_WHAT TO WORK ON_
Write out the whole listing again, exactly.

>> BEGIN RECORDS SHOWN

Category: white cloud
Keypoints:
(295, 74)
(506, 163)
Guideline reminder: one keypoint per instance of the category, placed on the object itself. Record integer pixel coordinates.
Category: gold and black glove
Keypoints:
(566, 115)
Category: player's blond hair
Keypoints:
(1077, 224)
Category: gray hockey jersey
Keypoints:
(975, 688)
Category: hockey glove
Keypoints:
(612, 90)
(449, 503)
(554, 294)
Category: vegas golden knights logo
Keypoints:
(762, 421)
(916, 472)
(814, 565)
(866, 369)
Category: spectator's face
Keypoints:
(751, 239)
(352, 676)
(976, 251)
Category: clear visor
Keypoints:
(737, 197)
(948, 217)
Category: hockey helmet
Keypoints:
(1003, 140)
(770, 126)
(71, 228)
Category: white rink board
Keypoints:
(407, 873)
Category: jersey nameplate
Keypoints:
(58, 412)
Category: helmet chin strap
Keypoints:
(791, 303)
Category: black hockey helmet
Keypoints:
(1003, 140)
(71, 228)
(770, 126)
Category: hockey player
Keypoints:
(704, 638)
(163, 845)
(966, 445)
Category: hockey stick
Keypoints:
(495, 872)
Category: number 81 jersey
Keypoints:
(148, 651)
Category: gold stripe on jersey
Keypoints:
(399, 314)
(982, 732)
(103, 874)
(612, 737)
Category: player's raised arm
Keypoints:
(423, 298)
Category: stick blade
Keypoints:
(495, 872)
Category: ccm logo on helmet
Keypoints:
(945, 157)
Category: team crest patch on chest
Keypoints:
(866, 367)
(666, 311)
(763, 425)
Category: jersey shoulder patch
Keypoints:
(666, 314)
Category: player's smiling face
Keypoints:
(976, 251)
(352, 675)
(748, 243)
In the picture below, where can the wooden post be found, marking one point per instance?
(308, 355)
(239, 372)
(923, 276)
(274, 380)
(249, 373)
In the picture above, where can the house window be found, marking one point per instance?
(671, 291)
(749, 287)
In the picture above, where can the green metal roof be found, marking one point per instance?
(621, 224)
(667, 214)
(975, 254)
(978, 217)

>> END RECORDS SHOWN

_ANSWER FOR THIS EXERCISE_
Category: white cloud
Keypoints:
(295, 74)
(506, 163)
Guideline reminder: one keypoint per instance of the category, placed on the object itself. Record integer pixel coordinates.
Category: gold and black glove
Keypoints:
(566, 115)
Category: player's blond hair
Keypoints:
(1077, 224)
Category: gray hockey jersey
Keypoints:
(975, 688)
Category: hockey glove
Keypoints:
(612, 90)
(449, 503)
(554, 294)
Category: vegas golden knights logo
Keypoints:
(762, 421)
(916, 472)
(814, 565)
(866, 369)
Category: spectator's face
Keypoints:
(751, 239)
(352, 676)
(976, 251)
Category: clear visor
Keypoints:
(737, 197)
(948, 217)
Category: hockey helmet
Keypoints:
(1003, 140)
(770, 126)
(71, 228)
Category: white rink board
Keypoints:
(407, 873)
Category: jersey nameplate
Keypoints:
(58, 412)
Category: helmet chin strap
Keypoints:
(791, 303)
Category: black hockey helmet
Keypoints:
(1003, 140)
(71, 228)
(770, 126)
Category: hockey player
Keypoints:
(704, 638)
(163, 845)
(966, 445)
Category: hockey stick
Keypoints:
(495, 872)
Category: number 81 jersey
Keypoints:
(148, 651)
Category: gold stripe on jersey
Keypoints:
(399, 314)
(982, 732)
(103, 874)
(612, 737)
Category: player's raised arm
Keypoints:
(423, 298)
Category: stick blade
Keypoints:
(495, 872)
Category: ccm logo on helmet
Keypoints:
(945, 157)
Category: team crest patch on chest
Keypoints:
(866, 367)
(666, 311)
(763, 425)
Category: jersey shoulder patch
Keypoints:
(666, 314)
Category: player's smiling face
Keypoints:
(976, 251)
(352, 675)
(748, 243)
In the picture below, where can the wooden post be found, marking one point per instance?
(308, 355)
(239, 372)
(923, 276)
(274, 380)
(249, 373)
In the picture above, where can the house window be found, marking one point per instance?
(671, 291)
(749, 287)
In the picture above, where can the green metal roof be found, marking one point per instance?
(621, 224)
(667, 214)
(975, 254)
(978, 217)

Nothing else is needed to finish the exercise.